Your goal →
Wherever the word "below" shows up in the data, report the line it sits in.

BEGIN Input data

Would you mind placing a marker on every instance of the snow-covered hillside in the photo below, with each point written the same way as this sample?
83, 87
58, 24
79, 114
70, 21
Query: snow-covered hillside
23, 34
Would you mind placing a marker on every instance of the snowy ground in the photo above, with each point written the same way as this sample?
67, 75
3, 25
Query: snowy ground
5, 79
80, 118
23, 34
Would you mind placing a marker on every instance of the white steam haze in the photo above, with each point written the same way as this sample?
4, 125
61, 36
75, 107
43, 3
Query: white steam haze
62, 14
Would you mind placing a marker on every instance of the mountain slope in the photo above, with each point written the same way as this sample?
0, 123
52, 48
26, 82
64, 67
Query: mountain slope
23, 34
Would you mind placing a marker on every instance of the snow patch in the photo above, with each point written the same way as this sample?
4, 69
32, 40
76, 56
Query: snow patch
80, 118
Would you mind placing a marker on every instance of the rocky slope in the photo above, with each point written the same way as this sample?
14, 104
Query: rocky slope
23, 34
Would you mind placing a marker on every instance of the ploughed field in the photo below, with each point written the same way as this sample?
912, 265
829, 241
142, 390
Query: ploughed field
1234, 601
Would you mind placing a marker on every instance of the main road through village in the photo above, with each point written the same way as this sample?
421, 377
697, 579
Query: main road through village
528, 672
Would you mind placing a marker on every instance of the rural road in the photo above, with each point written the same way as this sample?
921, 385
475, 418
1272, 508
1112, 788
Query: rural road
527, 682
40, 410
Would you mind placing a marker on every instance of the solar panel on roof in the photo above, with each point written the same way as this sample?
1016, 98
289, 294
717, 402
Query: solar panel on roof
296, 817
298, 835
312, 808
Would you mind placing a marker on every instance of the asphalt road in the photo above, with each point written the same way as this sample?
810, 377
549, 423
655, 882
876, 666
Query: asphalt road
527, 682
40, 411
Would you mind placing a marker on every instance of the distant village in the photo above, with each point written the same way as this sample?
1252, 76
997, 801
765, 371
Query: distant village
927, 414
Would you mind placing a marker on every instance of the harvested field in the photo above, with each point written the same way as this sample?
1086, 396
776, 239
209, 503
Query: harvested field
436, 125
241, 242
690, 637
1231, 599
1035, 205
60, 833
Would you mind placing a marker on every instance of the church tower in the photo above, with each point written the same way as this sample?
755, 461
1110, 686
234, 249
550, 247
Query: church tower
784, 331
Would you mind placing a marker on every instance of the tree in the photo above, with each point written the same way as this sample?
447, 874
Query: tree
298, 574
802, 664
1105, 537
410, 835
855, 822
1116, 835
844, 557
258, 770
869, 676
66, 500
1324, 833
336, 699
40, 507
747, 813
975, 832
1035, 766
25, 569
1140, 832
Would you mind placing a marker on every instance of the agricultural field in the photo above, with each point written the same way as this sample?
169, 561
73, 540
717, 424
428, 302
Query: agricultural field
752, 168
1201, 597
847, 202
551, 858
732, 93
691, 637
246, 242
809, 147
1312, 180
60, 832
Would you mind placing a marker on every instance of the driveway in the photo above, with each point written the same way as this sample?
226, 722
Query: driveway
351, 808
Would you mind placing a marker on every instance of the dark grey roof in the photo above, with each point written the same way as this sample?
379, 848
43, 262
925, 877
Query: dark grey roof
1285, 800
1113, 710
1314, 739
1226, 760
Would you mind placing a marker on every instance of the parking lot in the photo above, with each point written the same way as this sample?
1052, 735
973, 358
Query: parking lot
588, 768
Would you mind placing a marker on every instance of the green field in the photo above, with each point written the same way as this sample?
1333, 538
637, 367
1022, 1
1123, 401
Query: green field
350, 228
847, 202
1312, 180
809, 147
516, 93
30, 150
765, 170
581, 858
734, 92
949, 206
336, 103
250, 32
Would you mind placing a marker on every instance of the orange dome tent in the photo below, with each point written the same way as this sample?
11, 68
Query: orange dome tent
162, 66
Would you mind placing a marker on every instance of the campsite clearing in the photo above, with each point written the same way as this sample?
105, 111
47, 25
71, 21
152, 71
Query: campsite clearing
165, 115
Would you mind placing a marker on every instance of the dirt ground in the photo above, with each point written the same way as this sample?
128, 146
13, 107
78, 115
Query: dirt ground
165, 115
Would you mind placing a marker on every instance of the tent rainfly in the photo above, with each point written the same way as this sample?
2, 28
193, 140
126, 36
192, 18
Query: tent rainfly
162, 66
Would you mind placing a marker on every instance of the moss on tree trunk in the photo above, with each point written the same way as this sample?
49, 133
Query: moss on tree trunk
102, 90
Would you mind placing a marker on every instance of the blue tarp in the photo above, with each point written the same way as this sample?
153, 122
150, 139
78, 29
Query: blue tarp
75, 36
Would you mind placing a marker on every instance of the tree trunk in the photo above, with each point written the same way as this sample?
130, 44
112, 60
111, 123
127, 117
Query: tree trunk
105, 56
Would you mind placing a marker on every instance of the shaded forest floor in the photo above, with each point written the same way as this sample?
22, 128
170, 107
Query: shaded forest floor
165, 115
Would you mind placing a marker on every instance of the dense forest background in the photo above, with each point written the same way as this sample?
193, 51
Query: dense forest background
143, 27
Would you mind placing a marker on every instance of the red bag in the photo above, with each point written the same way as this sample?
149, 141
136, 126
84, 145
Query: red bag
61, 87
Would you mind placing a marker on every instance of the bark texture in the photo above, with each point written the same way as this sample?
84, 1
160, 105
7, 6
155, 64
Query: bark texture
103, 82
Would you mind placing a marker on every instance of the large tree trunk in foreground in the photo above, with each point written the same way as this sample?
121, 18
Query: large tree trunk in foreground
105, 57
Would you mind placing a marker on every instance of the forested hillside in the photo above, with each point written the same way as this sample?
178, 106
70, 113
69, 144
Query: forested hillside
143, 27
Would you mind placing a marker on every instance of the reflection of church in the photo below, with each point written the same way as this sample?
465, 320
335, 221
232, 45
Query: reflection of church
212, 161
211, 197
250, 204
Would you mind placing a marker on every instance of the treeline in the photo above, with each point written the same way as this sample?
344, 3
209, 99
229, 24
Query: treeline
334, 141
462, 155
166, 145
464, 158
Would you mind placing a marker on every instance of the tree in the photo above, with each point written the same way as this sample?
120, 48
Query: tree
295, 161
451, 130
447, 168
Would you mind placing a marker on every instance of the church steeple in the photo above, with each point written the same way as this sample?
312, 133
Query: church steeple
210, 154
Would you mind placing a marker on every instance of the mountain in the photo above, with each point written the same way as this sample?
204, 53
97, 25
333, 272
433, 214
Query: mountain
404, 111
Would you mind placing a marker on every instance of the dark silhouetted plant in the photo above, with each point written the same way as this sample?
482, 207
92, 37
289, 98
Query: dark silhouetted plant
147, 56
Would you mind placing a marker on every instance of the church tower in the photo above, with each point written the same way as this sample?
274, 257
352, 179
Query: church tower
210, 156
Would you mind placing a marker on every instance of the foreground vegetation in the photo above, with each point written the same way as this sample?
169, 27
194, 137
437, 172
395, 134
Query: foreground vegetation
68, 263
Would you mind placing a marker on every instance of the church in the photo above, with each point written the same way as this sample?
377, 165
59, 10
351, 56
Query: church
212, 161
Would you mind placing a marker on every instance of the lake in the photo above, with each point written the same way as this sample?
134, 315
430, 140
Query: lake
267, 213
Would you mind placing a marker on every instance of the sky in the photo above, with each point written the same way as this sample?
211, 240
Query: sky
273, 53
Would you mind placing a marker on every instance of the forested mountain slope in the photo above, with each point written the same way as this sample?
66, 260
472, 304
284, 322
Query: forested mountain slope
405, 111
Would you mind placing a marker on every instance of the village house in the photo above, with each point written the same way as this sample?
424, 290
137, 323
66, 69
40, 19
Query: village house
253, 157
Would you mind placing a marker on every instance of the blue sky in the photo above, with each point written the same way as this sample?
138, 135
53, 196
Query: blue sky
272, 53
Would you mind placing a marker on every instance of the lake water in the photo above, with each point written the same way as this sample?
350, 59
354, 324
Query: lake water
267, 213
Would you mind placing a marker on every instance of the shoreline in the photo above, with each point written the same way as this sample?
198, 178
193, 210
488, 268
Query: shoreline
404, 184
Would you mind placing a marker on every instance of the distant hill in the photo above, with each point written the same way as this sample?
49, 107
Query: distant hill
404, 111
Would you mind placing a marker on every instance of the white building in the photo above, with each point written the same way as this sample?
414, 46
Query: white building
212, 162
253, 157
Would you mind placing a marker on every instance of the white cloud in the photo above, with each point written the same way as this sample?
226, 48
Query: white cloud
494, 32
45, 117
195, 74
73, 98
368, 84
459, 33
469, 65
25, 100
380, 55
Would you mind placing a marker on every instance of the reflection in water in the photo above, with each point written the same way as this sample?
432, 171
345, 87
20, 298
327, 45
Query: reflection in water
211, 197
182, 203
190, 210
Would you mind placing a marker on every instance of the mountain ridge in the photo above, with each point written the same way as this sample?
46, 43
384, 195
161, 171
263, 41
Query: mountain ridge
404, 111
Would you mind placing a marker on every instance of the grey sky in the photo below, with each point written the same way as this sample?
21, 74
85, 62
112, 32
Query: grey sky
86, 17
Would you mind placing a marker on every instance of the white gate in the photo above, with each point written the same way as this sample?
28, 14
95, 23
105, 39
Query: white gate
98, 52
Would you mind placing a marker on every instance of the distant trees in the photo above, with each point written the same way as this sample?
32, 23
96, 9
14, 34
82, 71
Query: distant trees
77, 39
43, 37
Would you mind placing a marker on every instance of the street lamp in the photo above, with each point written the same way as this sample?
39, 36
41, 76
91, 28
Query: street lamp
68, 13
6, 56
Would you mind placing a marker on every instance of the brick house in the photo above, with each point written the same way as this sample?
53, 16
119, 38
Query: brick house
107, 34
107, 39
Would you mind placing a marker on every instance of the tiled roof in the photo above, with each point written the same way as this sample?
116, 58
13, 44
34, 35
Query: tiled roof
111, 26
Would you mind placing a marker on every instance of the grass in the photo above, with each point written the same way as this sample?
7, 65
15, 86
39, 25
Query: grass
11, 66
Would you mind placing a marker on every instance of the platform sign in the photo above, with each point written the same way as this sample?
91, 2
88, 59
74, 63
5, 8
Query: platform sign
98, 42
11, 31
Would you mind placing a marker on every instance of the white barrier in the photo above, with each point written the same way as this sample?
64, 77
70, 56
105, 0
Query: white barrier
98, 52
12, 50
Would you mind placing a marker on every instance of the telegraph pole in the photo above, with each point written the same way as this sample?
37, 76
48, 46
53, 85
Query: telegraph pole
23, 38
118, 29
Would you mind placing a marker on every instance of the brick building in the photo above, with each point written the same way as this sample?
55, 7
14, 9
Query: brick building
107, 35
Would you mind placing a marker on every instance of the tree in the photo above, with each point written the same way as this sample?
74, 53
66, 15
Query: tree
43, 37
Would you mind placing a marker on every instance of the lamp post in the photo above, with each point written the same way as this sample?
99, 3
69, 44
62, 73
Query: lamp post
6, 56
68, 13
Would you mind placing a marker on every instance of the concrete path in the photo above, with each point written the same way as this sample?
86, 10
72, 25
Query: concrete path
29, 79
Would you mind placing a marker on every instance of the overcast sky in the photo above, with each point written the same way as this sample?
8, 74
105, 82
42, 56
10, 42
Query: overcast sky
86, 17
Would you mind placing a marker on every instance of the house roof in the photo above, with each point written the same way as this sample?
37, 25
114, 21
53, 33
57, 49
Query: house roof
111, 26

END Input data

Answer area →
Would you mind placing a marker on every instance of the snow-covered hillside in the photo below, with each point written the same way as this sample?
Would you mind placing a marker on every instance of the ploughed field in the photo below, with each point written the same way as this sample?
Would you mind placing a marker on every instance of the orange dome tent in the photo below, with each point written the same way as this sample?
Would you mind placing a marker on every instance of the reflection of church in the photo below, with each point written the same way as this sample?
Would you mind placing a marker on every instance of the grey sky in the photo below, with each point written the same way as this sample?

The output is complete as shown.